Short problem: Reproduce every line of the records below verbatim, with no changes, additions or omissions.

Data entries:

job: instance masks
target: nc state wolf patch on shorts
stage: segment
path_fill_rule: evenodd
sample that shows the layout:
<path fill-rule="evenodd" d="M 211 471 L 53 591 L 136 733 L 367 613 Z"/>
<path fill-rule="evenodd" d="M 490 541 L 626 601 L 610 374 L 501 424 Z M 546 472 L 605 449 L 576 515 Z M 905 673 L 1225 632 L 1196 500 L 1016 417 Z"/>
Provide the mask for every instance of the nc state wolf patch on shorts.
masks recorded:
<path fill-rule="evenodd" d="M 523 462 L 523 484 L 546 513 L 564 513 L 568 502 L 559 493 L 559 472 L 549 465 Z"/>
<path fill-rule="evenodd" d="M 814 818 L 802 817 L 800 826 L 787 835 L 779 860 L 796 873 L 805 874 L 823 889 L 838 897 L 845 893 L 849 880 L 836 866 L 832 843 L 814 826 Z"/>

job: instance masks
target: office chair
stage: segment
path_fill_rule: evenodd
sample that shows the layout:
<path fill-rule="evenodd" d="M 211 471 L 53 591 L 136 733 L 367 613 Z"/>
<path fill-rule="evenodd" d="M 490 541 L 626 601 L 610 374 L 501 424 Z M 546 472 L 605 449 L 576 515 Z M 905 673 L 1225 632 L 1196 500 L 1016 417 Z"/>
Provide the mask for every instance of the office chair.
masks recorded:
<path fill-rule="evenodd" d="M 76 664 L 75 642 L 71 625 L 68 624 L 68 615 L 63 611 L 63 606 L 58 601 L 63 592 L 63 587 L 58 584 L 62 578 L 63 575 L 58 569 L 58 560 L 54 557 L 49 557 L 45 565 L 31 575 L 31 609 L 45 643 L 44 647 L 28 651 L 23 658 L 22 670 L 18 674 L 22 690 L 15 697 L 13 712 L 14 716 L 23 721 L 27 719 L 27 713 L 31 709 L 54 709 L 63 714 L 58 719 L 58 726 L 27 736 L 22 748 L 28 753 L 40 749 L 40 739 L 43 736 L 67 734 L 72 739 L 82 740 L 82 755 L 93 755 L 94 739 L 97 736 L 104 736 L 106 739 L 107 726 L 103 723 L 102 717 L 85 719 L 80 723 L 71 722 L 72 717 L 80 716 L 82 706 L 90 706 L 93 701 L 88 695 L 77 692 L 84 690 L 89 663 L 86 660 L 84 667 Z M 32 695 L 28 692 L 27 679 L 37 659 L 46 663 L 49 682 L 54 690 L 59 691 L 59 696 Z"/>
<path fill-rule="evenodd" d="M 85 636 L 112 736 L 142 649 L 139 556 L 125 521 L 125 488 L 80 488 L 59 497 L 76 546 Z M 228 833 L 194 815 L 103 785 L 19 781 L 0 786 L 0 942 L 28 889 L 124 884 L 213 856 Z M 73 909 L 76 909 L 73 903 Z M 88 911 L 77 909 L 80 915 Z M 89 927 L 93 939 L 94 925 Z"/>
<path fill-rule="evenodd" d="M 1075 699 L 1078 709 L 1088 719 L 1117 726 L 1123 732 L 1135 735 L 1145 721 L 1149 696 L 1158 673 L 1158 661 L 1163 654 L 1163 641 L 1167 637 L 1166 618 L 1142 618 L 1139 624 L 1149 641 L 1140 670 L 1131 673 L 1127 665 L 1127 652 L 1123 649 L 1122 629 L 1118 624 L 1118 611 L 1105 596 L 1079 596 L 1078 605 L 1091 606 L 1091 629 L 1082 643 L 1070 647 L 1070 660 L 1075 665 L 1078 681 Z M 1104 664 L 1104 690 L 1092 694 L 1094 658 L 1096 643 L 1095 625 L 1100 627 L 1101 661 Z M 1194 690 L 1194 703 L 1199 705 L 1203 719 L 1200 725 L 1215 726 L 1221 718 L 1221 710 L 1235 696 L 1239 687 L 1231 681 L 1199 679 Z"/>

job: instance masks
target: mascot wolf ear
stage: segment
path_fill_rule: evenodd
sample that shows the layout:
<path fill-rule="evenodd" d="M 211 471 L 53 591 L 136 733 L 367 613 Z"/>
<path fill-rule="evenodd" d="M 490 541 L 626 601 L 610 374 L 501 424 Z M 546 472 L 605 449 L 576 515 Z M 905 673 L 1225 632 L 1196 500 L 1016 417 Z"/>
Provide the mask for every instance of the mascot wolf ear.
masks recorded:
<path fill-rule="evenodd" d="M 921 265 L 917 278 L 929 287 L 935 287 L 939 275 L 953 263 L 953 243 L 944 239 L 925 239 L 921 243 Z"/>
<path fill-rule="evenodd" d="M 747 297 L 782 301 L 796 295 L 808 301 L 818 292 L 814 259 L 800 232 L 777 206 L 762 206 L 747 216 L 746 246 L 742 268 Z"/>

Right answer:
job: instance masks
target: nc state wolf patch on shorts
stage: segment
path_fill_rule: evenodd
sample that shows the layout:
<path fill-rule="evenodd" d="M 211 471 L 53 591 L 136 733 L 367 613 Z"/>
<path fill-rule="evenodd" d="M 490 541 L 626 601 L 610 374 L 501 424 Z M 546 472 L 605 449 L 576 515 Z M 905 673 L 1225 632 L 1196 500 L 1016 417 Z"/>
Provide the mask for every instance of the nc state wolf patch on shorts.
masks recorded:
<path fill-rule="evenodd" d="M 523 462 L 523 484 L 546 513 L 564 513 L 568 502 L 559 493 L 559 472 L 549 465 Z"/>
<path fill-rule="evenodd" d="M 814 818 L 802 817 L 800 826 L 787 835 L 779 860 L 796 873 L 805 874 L 823 889 L 838 897 L 845 893 L 849 880 L 836 866 L 832 843 L 814 826 Z"/>

job: instance masks
target: office chair
stage: segment
path_fill_rule: evenodd
sample that shows the layout:
<path fill-rule="evenodd" d="M 211 471 L 53 591 L 136 733 L 367 613 Z"/>
<path fill-rule="evenodd" d="M 490 541 L 626 601 L 610 374 L 501 424 Z M 546 472 L 605 449 L 576 515 Z M 905 673 L 1225 632 L 1196 500 L 1016 417 Z"/>
Provide the mask for every instance of the office chair.
masks recorded:
<path fill-rule="evenodd" d="M 76 664 L 75 642 L 71 625 L 68 624 L 68 615 L 63 611 L 63 606 L 58 601 L 63 592 L 63 587 L 58 584 L 62 578 L 63 575 L 58 569 L 58 560 L 54 557 L 49 557 L 45 565 L 31 575 L 31 609 L 45 643 L 44 647 L 28 651 L 23 658 L 22 670 L 18 674 L 22 690 L 15 697 L 13 712 L 14 716 L 23 721 L 27 719 L 27 713 L 31 709 L 54 709 L 63 714 L 58 719 L 58 726 L 27 736 L 22 748 L 28 753 L 40 749 L 40 739 L 43 736 L 67 734 L 72 739 L 82 740 L 82 755 L 93 755 L 94 739 L 97 736 L 104 736 L 106 739 L 107 726 L 103 723 L 102 717 L 85 719 L 80 723 L 71 722 L 72 717 L 80 716 L 82 706 L 90 706 L 93 701 L 88 695 L 77 692 L 84 690 L 89 663 L 86 660 L 84 667 Z M 32 695 L 28 692 L 27 679 L 37 659 L 46 663 L 49 682 L 54 690 L 59 691 L 59 696 Z"/>
<path fill-rule="evenodd" d="M 85 636 L 112 736 L 142 649 L 139 556 L 125 521 L 125 488 L 80 488 L 59 497 L 76 546 Z M 228 833 L 194 815 L 103 785 L 19 781 L 0 786 L 0 942 L 28 889 L 124 884 L 213 856 Z M 73 909 L 76 909 L 73 903 Z M 88 911 L 77 909 L 80 915 Z M 89 927 L 93 939 L 94 925 Z"/>
<path fill-rule="evenodd" d="M 1075 699 L 1078 709 L 1088 719 L 1117 726 L 1123 732 L 1135 735 L 1145 721 L 1149 696 L 1158 673 L 1158 661 L 1163 654 L 1163 641 L 1167 637 L 1166 618 L 1142 618 L 1139 624 L 1149 641 L 1140 670 L 1131 673 L 1127 665 L 1127 652 L 1123 649 L 1122 629 L 1118 624 L 1118 611 L 1105 596 L 1079 596 L 1078 605 L 1091 606 L 1091 629 L 1082 643 L 1070 647 L 1070 660 L 1075 665 L 1078 681 Z M 1104 664 L 1104 690 L 1092 694 L 1094 658 L 1096 643 L 1095 625 L 1100 627 L 1101 661 Z M 1194 690 L 1194 703 L 1199 705 L 1203 719 L 1200 725 L 1215 726 L 1221 718 L 1221 710 L 1235 696 L 1239 687 L 1231 681 L 1199 679 Z"/>

job: instance masks
target: mascot wolf ear
stage: segment
path_fill_rule: evenodd
sample that shows the layout:
<path fill-rule="evenodd" d="M 211 471 L 53 591 L 136 733 L 367 613 Z"/>
<path fill-rule="evenodd" d="M 490 541 L 626 601 L 610 374 L 501 424 Z M 546 472 L 605 449 L 576 515 Z M 905 673 L 1225 632 L 1196 500 L 1016 417 Z"/>
Provide the mask for every instance of the mascot wolf ear.
masks recorded:
<path fill-rule="evenodd" d="M 921 265 L 917 278 L 929 287 L 935 287 L 939 275 L 953 263 L 953 243 L 944 239 L 925 239 L 921 243 Z"/>
<path fill-rule="evenodd" d="M 747 297 L 782 301 L 796 295 L 808 301 L 818 292 L 814 259 L 800 232 L 777 206 L 762 206 L 747 216 L 746 246 L 742 268 Z"/>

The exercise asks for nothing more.